▸ DOCUMENT:
Brain Damage meets Harrison Stafford – Liberation Time

Parmi tous les fondateurs de l'emblématique scène dub live française, Brain Damage reste peut-être celui qui aura le plus fait appel à des chanteurs, singjays et autres MCs. La liste de ces collaborations serait trop longue à dresser, mais il est quelque chose de très intéressant à noter : la palette de ces invités est large, elle court du Maroc à la Jamaïque en passant par l'Angleterre. Qu'il s'agisse de poètes, des elders jamaïcains ou de toasters anglais, Brain Damage n'a eu cesse d'élargir le cercle de ses invités.

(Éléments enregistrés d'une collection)

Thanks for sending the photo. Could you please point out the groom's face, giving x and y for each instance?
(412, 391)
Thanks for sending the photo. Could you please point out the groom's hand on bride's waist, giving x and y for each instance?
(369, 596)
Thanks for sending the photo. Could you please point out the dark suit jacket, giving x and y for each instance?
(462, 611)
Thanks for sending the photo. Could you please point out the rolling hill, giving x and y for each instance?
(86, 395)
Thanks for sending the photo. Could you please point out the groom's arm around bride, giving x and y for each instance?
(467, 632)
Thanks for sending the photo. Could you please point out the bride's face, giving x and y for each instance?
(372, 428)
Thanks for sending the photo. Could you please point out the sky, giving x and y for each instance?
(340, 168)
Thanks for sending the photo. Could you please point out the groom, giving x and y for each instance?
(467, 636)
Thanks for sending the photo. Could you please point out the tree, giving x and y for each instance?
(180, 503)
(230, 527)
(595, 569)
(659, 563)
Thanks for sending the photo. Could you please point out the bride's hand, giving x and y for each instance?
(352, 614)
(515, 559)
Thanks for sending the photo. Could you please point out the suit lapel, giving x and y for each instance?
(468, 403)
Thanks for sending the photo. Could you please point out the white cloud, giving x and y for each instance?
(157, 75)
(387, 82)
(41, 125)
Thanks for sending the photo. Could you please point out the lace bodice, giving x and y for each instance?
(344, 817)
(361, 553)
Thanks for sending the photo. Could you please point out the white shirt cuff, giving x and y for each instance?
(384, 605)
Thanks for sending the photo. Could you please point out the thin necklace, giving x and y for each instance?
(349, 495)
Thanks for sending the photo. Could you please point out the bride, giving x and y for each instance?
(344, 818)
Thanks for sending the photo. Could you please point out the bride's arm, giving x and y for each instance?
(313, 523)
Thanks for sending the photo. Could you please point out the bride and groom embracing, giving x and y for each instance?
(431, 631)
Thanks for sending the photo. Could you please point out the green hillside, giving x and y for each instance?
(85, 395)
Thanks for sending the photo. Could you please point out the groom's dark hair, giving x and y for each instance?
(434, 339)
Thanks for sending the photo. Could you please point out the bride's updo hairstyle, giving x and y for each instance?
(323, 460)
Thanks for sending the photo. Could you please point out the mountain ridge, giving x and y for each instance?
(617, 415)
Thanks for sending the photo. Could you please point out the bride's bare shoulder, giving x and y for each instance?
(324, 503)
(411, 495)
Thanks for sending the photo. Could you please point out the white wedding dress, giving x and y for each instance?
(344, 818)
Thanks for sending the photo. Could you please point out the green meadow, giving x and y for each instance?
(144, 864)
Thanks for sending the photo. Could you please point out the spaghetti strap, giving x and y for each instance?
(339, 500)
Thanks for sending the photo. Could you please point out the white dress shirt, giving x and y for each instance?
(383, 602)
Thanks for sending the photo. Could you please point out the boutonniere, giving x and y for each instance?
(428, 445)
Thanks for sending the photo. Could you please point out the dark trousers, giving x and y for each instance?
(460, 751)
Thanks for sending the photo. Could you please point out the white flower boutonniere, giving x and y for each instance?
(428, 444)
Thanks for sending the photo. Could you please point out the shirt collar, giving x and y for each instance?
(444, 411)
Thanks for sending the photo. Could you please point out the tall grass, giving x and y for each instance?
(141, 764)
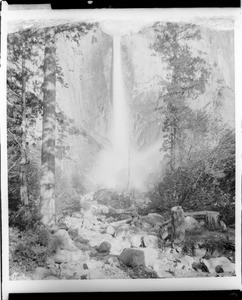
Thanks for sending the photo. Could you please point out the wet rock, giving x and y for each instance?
(191, 224)
(132, 257)
(104, 247)
(76, 215)
(136, 241)
(96, 274)
(81, 246)
(151, 241)
(62, 239)
(88, 220)
(80, 239)
(117, 246)
(223, 226)
(73, 223)
(145, 224)
(151, 256)
(200, 252)
(165, 232)
(41, 273)
(122, 231)
(67, 256)
(110, 230)
(219, 269)
(154, 218)
(222, 262)
(113, 261)
(51, 277)
(73, 233)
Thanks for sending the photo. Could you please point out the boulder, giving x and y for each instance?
(200, 252)
(223, 226)
(151, 241)
(96, 274)
(67, 256)
(51, 277)
(117, 246)
(62, 240)
(122, 231)
(136, 240)
(110, 230)
(223, 262)
(132, 257)
(191, 224)
(41, 273)
(154, 218)
(104, 247)
(76, 215)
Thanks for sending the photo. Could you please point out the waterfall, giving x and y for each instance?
(120, 120)
(119, 166)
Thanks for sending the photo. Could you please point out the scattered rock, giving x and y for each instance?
(135, 240)
(96, 274)
(191, 224)
(51, 277)
(223, 226)
(113, 261)
(151, 241)
(219, 269)
(132, 257)
(76, 215)
(222, 262)
(145, 225)
(110, 230)
(81, 246)
(200, 252)
(154, 218)
(68, 256)
(73, 233)
(104, 247)
(41, 273)
(65, 242)
(122, 231)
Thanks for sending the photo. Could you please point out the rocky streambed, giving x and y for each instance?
(103, 242)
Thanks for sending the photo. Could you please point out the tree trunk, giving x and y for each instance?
(23, 161)
(47, 182)
(178, 226)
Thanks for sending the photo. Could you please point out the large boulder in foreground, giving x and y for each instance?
(191, 224)
(154, 218)
(132, 257)
(223, 264)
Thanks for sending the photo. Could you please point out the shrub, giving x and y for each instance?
(26, 217)
(29, 249)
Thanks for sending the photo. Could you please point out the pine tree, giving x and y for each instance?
(47, 182)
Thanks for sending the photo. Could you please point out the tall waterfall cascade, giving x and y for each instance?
(119, 166)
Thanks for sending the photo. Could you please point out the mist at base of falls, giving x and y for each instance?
(119, 166)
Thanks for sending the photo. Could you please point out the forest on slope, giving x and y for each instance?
(59, 82)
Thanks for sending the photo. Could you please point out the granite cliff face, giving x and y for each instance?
(84, 97)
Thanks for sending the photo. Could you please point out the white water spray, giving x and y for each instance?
(120, 128)
(119, 166)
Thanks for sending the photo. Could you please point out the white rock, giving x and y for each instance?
(96, 274)
(224, 262)
(110, 230)
(151, 241)
(191, 223)
(65, 242)
(154, 218)
(135, 240)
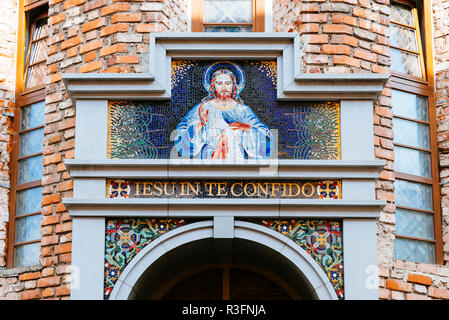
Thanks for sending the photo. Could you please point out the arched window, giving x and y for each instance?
(228, 15)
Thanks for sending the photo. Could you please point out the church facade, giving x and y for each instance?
(224, 150)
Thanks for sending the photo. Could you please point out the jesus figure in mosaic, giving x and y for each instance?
(221, 126)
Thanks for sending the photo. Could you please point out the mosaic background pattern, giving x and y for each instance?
(322, 239)
(125, 238)
(143, 129)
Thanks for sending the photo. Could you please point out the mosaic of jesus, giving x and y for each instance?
(221, 125)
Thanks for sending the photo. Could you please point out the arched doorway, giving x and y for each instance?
(256, 257)
(227, 282)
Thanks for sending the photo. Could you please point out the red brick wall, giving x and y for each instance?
(342, 36)
(441, 47)
(8, 47)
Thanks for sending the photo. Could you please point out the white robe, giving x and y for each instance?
(194, 140)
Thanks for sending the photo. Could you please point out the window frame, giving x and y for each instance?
(258, 24)
(23, 98)
(423, 87)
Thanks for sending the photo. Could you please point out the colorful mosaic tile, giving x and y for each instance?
(127, 237)
(322, 240)
(183, 127)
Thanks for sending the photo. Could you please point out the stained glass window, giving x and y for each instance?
(415, 239)
(406, 52)
(28, 185)
(24, 230)
(36, 58)
(228, 15)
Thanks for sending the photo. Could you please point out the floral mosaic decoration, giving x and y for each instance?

▸ CONSIGNE A: Traduisez en anglais cette phrase du texte sur Brain Damage : « Parmi tous les fondateurs de l'emblématique scène dub live française, Brain Damage reste peut-être celui qui aura le plus fait appel à des chanteurs, singjays et autres MCs. »
▸ CONSIGNE B: Remplacez « invités » par « convives » dans le passage du texte sur Brain Damage qui va de « Brain Damage meets » à « de ses invités. », puis recopiez ce passage.

▸ CORRIGÉ A: Among all the founders of the iconic French live dub scene, Brain Damage is perhaps the one who has called on singers, singjays and other MCs the most.

▸ CORRIGÉ B:
Brain Damage meets Harrison Stafford – Liberation Time

Parmi tous les fondateurs de l'emblématique scène dub live française, Brain Damage reste peut-être celui qui aura le plus fait appel à des chanteurs, singjays et autres MCs. La liste de ces collaborations serait trop longue à dresser, mais il est quelque chose de très intéressant à noter : la palette de ces convives est large, elle court du Maroc à la Jamaïque en passant par l'Angleterre. Qu'il s'agisse de poètes, des elders jamaïcains ou de toasters anglais, Brain Damage n'a eu cesse d'élargir le cercle de ses convives.